═══ Dataset content ═══
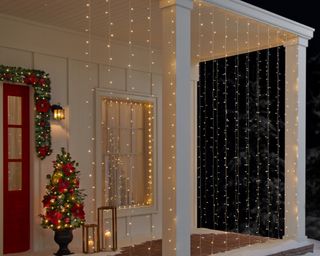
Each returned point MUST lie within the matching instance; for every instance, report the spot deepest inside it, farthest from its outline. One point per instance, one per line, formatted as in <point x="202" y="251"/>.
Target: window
<point x="127" y="151"/>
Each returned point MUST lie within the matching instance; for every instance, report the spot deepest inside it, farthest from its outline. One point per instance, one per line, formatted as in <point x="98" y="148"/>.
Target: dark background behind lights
<point x="307" y="13"/>
<point x="243" y="201"/>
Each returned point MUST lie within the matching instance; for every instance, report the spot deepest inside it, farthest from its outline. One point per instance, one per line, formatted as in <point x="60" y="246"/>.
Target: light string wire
<point x="268" y="134"/>
<point x="237" y="134"/>
<point x="248" y="129"/>
<point x="109" y="36"/>
<point x="258" y="121"/>
<point x="226" y="121"/>
<point x="203" y="122"/>
<point x="130" y="177"/>
<point x="217" y="144"/>
<point x="278" y="137"/>
<point x="212" y="22"/>
<point x="88" y="31"/>
<point x="171" y="105"/>
<point x="150" y="164"/>
<point x="111" y="190"/>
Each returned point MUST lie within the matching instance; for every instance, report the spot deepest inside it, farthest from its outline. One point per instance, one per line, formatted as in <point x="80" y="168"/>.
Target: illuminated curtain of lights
<point x="258" y="121"/>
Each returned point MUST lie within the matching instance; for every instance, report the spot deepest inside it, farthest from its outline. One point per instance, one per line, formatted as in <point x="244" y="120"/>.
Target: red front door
<point x="16" y="189"/>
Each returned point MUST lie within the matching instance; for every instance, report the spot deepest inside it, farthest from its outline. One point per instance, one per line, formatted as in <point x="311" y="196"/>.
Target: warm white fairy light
<point x="226" y="121"/>
<point x="171" y="119"/>
<point x="217" y="144"/>
<point x="247" y="136"/>
<point x="212" y="22"/>
<point x="91" y="175"/>
<point x="268" y="134"/>
<point x="237" y="133"/>
<point x="149" y="110"/>
<point x="278" y="139"/>
<point x="109" y="37"/>
<point x="258" y="120"/>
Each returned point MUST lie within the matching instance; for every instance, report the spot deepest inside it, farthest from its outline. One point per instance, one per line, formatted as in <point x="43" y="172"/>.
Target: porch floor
<point x="217" y="243"/>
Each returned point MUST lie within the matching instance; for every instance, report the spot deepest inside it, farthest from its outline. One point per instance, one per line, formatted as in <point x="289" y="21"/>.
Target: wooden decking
<point x="207" y="244"/>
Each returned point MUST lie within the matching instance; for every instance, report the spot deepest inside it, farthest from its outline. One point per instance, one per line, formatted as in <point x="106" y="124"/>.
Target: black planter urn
<point x="63" y="238"/>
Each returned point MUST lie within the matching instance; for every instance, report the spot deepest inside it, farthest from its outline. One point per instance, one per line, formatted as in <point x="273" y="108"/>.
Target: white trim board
<point x="264" y="16"/>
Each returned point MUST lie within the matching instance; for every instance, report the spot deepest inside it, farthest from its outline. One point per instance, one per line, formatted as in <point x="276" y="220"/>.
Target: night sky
<point x="307" y="13"/>
<point x="217" y="204"/>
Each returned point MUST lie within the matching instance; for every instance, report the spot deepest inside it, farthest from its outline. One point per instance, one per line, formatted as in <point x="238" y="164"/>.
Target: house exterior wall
<point x="61" y="54"/>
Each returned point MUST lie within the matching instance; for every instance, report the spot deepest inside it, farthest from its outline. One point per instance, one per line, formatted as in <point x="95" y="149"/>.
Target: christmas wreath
<point x="40" y="82"/>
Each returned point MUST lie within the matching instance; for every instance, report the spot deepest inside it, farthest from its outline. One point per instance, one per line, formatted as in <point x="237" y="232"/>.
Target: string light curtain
<point x="241" y="111"/>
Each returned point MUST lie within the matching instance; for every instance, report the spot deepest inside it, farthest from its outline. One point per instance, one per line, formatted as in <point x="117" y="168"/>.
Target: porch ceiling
<point x="71" y="14"/>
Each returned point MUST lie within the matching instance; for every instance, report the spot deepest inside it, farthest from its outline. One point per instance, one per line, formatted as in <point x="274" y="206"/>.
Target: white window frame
<point x="101" y="94"/>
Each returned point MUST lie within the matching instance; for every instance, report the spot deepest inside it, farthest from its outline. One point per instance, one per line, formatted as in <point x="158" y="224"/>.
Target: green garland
<point x="40" y="82"/>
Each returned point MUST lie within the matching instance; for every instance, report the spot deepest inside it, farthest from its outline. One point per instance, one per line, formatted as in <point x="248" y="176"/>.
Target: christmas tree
<point x="63" y="201"/>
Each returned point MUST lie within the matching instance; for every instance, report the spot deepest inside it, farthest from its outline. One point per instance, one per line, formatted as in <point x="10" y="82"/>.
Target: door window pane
<point x="128" y="152"/>
<point x="14" y="110"/>
<point x="14" y="143"/>
<point x="14" y="176"/>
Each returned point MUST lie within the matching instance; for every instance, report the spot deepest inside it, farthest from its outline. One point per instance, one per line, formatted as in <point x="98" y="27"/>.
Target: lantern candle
<point x="89" y="238"/>
<point x="107" y="236"/>
<point x="107" y="239"/>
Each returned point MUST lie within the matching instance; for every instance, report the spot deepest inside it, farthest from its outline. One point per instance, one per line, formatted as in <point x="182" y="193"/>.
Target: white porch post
<point x="177" y="127"/>
<point x="295" y="139"/>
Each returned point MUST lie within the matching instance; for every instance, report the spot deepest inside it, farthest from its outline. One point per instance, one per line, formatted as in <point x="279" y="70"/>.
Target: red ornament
<point x="31" y="79"/>
<point x="68" y="169"/>
<point x="42" y="151"/>
<point x="43" y="106"/>
<point x="46" y="201"/>
<point x="54" y="217"/>
<point x="63" y="186"/>
<point x="77" y="211"/>
<point x="7" y="76"/>
<point x="42" y="81"/>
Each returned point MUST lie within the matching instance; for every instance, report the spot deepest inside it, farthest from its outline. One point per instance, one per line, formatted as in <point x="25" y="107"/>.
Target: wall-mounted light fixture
<point x="58" y="112"/>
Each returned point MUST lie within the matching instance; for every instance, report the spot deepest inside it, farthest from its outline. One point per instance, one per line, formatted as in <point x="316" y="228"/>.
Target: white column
<point x="178" y="139"/>
<point x="295" y="139"/>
═══
Quote the material word for word, dropping any images it holds.

Reply to the task
Each returned point MUST lie within the matching instance; for every instance, report the spot deepest inside it, farthest from its outline. One point per instance, one per line, formatted as in <point x="202" y="251"/>.
Target: window
<point x="127" y="151"/>
Each returned point MUST lie within the matching instance; for every instance, report the spot deepest inside it, farthest from its outline. One point per instance, one per line, formatted as in <point x="98" y="148"/>.
Target: dark background behind lights
<point x="307" y="13"/>
<point x="243" y="201"/>
Each returned point MUST lie within the matching instance; for every instance, report the spot deepest inside it, farthest from its outline. One point per instance, one per line, formatted as in <point x="60" y="246"/>.
Target: light string wire
<point x="268" y="134"/>
<point x="237" y="134"/>
<point x="248" y="129"/>
<point x="109" y="36"/>
<point x="258" y="121"/>
<point x="226" y="121"/>
<point x="203" y="122"/>
<point x="130" y="177"/>
<point x="217" y="144"/>
<point x="278" y="137"/>
<point x="212" y="22"/>
<point x="88" y="31"/>
<point x="171" y="105"/>
<point x="150" y="164"/>
<point x="111" y="190"/>
Each returned point MUST lie within the matching instance; for every instance, report the spot deepest inside it, farthest from its outline. One point per instance, one per line, formatted as in <point x="80" y="168"/>.
Target: illuminated curtain of lights
<point x="258" y="121"/>
Each returned point MUST lie within the matching instance; for every instance, report the spot deepest inside it, farthest from its outline. One point per instance, one per line, formatted as in <point x="244" y="120"/>.
Target: red front door
<point x="16" y="189"/>
Each returned point MUST lie within the matching instance; for every instance, report the spot deepest inside it, farthest from its outline. One point per instance, one per line, formatted as in <point x="311" y="196"/>.
Target: warm white fairy light
<point x="226" y="121"/>
<point x="171" y="119"/>
<point x="217" y="144"/>
<point x="247" y="136"/>
<point x="212" y="22"/>
<point x="91" y="175"/>
<point x="268" y="134"/>
<point x="237" y="133"/>
<point x="149" y="110"/>
<point x="278" y="139"/>
<point x="109" y="37"/>
<point x="258" y="120"/>
Each returned point MUST lie within the matching instance; for every instance, report the spot deepest inside it, farthest from its outline. One point per instance, one per line, formatted as in <point x="43" y="172"/>.
Target: porch floor
<point x="217" y="243"/>
Each returned point MUST lie within the matching instance; for every instance, report the spot deepest inside it, farthest from its outline. One point per instance, one per line, formatted as in <point x="289" y="21"/>.
Target: wooden decking
<point x="207" y="244"/>
Each returned point MUST lie within the matching instance; for every instance, report the spot deepest inside it, farthest from its outline. One point per instance, one per line, formatted as in <point x="106" y="124"/>.
Target: black planter urn
<point x="63" y="238"/>
Each returned point MUST lie within the matching instance; for every instance, report the spot deepest inside it, farthest from its outline. One point per instance, one per line, formatted as in <point x="273" y="108"/>.
Target: white trim board
<point x="264" y="16"/>
Each returned point MUST lie within the matching instance; for every instance, report the spot deepest inside it, farthest from its outline. One point per instance, one per line, formatted as in <point x="276" y="220"/>.
Target: night sky
<point x="307" y="13"/>
<point x="217" y="204"/>
Each returned point MUST lie within the matching instance; for every instance, report the spot deepest inside it, farthest from its outline. One point per instance, one per line, formatted as in <point x="238" y="164"/>.
Target: house exterior wall
<point x="61" y="54"/>
Each returned point MUST lie within the matching instance; for every instance, report the spot deepest inside it, farthest from its outline. One point per instance, one per line, formatted as in <point x="95" y="149"/>.
Target: christmas wreath
<point x="40" y="82"/>
Each returned point MUST lie within the matching instance; for every instance, report the spot deepest inside it, farthest from its outline. One point per instance, one per line, formatted as in <point x="237" y="232"/>.
Target: string light curtain
<point x="241" y="111"/>
Each returned point MUST lie within the matching instance; for every instance, report the spot deepest inside it, farthest from its outline. One point per instance, one per line, formatted as in <point x="117" y="168"/>.
Target: porch ceiling
<point x="71" y="14"/>
Each returned point MUST lie within the matching instance; for every instance, report the spot deepest inside it, farthest from its outline. One point per instance, one per line, formatted as in <point x="274" y="206"/>.
Target: white window frame
<point x="101" y="94"/>
Each returned point MUST lie within the matching instance; for every instance, report the spot deepest inside it, farthest from its outline. One point per instance, one per line, formatted as in <point x="158" y="224"/>.
Target: green garland
<point x="40" y="82"/>
Each returned point MUST lie within the matching instance; for every instance, report the spot deepest inside it, farthest from its outline. One point per instance, one per line, formatted as in <point x="248" y="176"/>.
Target: christmas tree
<point x="63" y="201"/>
Each returned point MUST lie within the matching instance; for every instance, report the spot deepest inside it, farthest from its outline. One point per instance, one per line, formatted as in <point x="10" y="82"/>.
Target: door window pane
<point x="128" y="152"/>
<point x="14" y="110"/>
<point x="14" y="143"/>
<point x="14" y="176"/>
Each returned point MUST lie within the matching instance; for every instance, report the spot deepest inside it, farthest from its outline. One point per instance, one per line, formatted as in <point x="98" y="27"/>.
Target: lantern candle
<point x="89" y="238"/>
<point x="107" y="236"/>
<point x="107" y="239"/>
Each returned point MUST lie within the matching instance; for every instance, report the spot deepest inside it, farthest from its outline. One point per instance, one per line, formatted as in <point x="182" y="193"/>.
Target: white porch post
<point x="177" y="127"/>
<point x="295" y="139"/>
Each returned point MUST lie within the matching instance; for every instance, report the spot deepest inside it, farthest from its outline. One point per instance, one per line, formatted as in <point x="279" y="70"/>.
Target: red ornament
<point x="31" y="79"/>
<point x="68" y="169"/>
<point x="42" y="151"/>
<point x="43" y="106"/>
<point x="46" y="201"/>
<point x="54" y="217"/>
<point x="63" y="186"/>
<point x="77" y="211"/>
<point x="7" y="76"/>
<point x="42" y="81"/>
Each returned point MUST lie within the matching instance; for every instance, report the spot deepest inside it, farthest from its outline. One point per instance, one per line, formatted as in <point x="25" y="107"/>.
Target: wall-mounted light fixture
<point x="58" y="112"/>
Each returned point MUST lie within the matching instance; for every instance, report the spot deepest inside it, farthest from its outline. One point per instance, one per line, formatted as in <point x="316" y="228"/>.
Target: white column
<point x="178" y="139"/>
<point x="295" y="139"/>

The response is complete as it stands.